What you should do:
What follows is a listing; restate every line of it word for word.

Provided data:
────────────────
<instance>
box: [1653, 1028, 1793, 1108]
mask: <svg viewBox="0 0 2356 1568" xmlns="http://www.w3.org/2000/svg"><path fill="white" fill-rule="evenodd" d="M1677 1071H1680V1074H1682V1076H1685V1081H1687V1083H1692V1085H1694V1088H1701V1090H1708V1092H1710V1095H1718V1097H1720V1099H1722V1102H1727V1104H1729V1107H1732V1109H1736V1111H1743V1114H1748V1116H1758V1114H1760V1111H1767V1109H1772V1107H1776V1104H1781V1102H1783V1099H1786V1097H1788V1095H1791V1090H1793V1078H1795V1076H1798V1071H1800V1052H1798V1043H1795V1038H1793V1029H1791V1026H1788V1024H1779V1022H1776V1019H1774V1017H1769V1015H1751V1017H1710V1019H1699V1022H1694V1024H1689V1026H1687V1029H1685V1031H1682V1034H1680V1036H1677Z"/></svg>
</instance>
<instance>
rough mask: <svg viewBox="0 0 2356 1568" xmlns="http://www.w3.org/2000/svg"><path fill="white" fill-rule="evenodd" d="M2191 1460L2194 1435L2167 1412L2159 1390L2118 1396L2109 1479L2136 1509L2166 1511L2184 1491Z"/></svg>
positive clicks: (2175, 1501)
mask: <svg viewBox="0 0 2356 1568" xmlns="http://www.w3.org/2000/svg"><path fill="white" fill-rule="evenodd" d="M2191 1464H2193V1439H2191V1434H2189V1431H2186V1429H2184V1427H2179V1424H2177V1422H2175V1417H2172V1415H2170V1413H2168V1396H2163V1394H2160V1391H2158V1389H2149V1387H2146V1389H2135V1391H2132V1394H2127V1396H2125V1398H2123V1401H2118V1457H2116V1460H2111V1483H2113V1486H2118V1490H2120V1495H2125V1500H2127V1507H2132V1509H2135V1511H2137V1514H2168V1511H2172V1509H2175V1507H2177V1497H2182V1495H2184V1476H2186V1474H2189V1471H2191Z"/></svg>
────────────────
Exercise solution:
<instance>
box: [1653, 1028, 1793, 1108]
mask: <svg viewBox="0 0 2356 1568" xmlns="http://www.w3.org/2000/svg"><path fill="white" fill-rule="evenodd" d="M1677 1071H1680V1074H1682V1076H1685V1081H1687V1083H1692V1085H1694V1088H1701V1090H1708V1092H1710V1095H1718V1097H1720V1099H1722V1102H1727V1104H1729V1107H1732V1109H1736V1111H1743V1114H1748V1116H1758V1114H1760V1111H1767V1109H1772V1107H1776V1104H1781V1102H1783V1099H1786V1097H1788V1095H1791V1090H1793V1078H1795V1076H1798V1071H1800V1052H1798V1043H1795V1038H1793V1029H1791V1026H1788V1024H1779V1022H1776V1019H1774V1017H1769V1015H1751V1017H1710V1019H1699V1022H1694V1024H1689V1026H1687V1029H1685V1031H1682V1034H1680V1036H1677Z"/></svg>
</instance>
<instance>
rough mask: <svg viewBox="0 0 2356 1568" xmlns="http://www.w3.org/2000/svg"><path fill="white" fill-rule="evenodd" d="M2191 1460L2194 1435L2167 1412L2159 1390L2118 1396L2109 1479L2136 1509L2166 1511L2184 1491Z"/></svg>
positive clicks: (2175, 1501)
mask: <svg viewBox="0 0 2356 1568" xmlns="http://www.w3.org/2000/svg"><path fill="white" fill-rule="evenodd" d="M2191 1464H2193V1439H2191V1434H2189V1431H2186V1429H2184V1427H2179V1424H2177V1422H2175V1417H2172V1415H2170V1413H2168V1396H2163V1394H2160V1391H2158V1389H2149V1387H2146V1389H2135V1391H2132V1394H2127V1396H2125V1398H2123V1401H2118V1457H2116V1460H2111V1483H2113V1486H2118V1490H2120V1495H2125V1500H2127V1507H2132V1509H2135V1511H2137V1514H2168V1511H2172V1509H2175V1507H2177V1497H2182V1495H2184V1476H2186V1474H2189V1471H2191Z"/></svg>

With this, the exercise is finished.